- [記事]
....................
最近はちょっと変わって来たみたいですが、少なくとも前世紀までの日本で、特にフュージョン,ヘヴィメタ系のアマチュアドラマー達からの、リンゴの評価は非常に低かったですね。

まあ、僕もリンゴを『超人ドラマー列伝』に加えようとまでは思いませんが、「ビートルズのリンゴ? ヘタでしょ」と、あまりに簡単に言う人が多くて、かなり悲しかったです。

でも、どうも僕には、リンゴ・スターを「ヘタ」だと言っている人達は、以下のような事実を知らずに、「イメージだけ」で語っている無責任な人が多いような気がするんですよねぇ…。


※リンゴのドラミングの特徴や魅力に関しては、『ビートルズのドラム疑惑について』で書きましたので、ここでは<日本ではドラマーとしてのリンゴの評価が低すぎる>という点に焦点をあてる事にしました。

☆リンゴはヘタじゃないという、これだけの証拠


少なくとも、「194BPMのシャッフルを、歌いながら楽々と、約2分半(129小節)ノンストップで叩き続けられる人」に対して、「ヘタ」という評価はどうにも変ですよ。(*1)

『ラバーソウル』の『消えた恋(WHAT GOES ON)』(↓楽譜)の事ですけど、リンゴをヘタだと思っているドラマーの人達は、まず間違いなく、この曲を聴いたことがないんでしょう。




*1 「ライブじゃないのに、歌いながら叩いてはいないだろう」という方がいそうなので一応。エンディングの方を良く聴くと、叩きながら歌った「仮ボーカル」の一部が残っているのが確認出来ます。


    “WHAT GOES ON”(Rubber Soul)
What Goes On フィルインが全然無いので「ループじゃないのか?」と疑う人もいそうですが、2拍・4拍のスネアが、所によってリムをかけたり、かけなかったりなので、生演奏です。
 しかも、フィルインが無いということは、129小節もの間、右手は全く休めないわけですから、かなりの余裕で叩けない限り、エンディングまでは辿り着けません。


194BPMのシャッフルをノンストップってのは、アマチュアドラマーの大部分が2分に至らずに轟沈し、プロでも喜ぶ人はほとんどいないであろう、かなり過酷な条件です。

だって、あのTOTOの『ロザーナ』でも170BPM位ですからね。少なくとも、ロザーナのハイハットワーク位は余裕でこなせる人じゃないと、絶対に無理なテンポという事です。
....................
- [表示データ]
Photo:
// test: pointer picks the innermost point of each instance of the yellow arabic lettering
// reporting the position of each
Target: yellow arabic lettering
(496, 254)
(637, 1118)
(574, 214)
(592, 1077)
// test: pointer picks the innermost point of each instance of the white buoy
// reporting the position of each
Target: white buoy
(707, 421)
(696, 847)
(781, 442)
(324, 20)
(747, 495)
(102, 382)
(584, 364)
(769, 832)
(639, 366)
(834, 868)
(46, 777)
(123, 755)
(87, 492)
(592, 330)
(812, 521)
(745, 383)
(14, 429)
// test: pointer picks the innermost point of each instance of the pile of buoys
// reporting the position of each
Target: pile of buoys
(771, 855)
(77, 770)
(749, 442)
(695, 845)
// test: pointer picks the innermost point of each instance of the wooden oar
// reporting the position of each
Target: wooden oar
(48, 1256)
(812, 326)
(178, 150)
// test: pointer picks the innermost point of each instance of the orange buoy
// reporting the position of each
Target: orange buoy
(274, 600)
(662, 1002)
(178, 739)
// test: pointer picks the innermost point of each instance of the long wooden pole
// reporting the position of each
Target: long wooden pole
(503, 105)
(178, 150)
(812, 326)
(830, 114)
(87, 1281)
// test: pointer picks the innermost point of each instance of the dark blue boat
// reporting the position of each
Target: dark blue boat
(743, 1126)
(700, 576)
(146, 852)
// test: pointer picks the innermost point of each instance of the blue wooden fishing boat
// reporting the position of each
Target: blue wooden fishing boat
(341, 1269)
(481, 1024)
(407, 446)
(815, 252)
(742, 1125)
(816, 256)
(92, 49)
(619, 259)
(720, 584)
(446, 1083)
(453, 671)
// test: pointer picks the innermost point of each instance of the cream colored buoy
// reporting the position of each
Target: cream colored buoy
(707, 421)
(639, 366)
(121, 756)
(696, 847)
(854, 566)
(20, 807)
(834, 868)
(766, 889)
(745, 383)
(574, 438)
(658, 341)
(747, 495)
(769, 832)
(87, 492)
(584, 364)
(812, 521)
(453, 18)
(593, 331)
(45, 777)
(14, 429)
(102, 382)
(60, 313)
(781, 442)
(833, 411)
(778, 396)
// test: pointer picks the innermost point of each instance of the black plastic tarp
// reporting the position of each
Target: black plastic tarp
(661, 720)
....................
- [課題]
[1] 記事によると、リンゴが『消えた恋(WHAT GOES ON)』でノンストップで叩き続けたのは何小節ですか。
[2] 記事の一部を、「少なくとも、「194BPMの」を含む箇所から書き出し、「ィングまでは辿り着けません。」まで来たら止めてください。

- [解答例]
[1] 129小節です。

[2]
少なくとも、「194BPMのシャッフルを、歌いながら楽々と、約2分半(129小節)ノンストップで叩き続けられる人」に対して、「ヘタ」という評価はどうにも変ですよ。(*1)

『ラバーソウル』の『消えた恋(WHAT GOES ON)』(↓楽譜)の事ですけど、リンゴをヘタだと思っているドラマーの人達は、まず間違いなく、この曲を聴いたことがないんでしょう。




*1 「ライブじゃないのに、歌いながら叩いてはいないだろう」という方がいそうなので一応。エンディングの方を良く聴くと、叩きながら歌った「仮ボーカル」の一部が残っているのが確認出来ます。


    “WHAT GOES ON”(Rubber Soul)
What Goes On フィルインが全然無いので「ループじゃないのか?」と疑う人もいそうですが、2拍・4拍のスネアが、所によってリムをかけたり、かけなかったりなので、生演奏です。
 しかも、フィルインが無いということは、129小節もの間、右手は全く休めないわけですから、かなりの余裕で叩けない限り、エンディングまでは辿り着けません。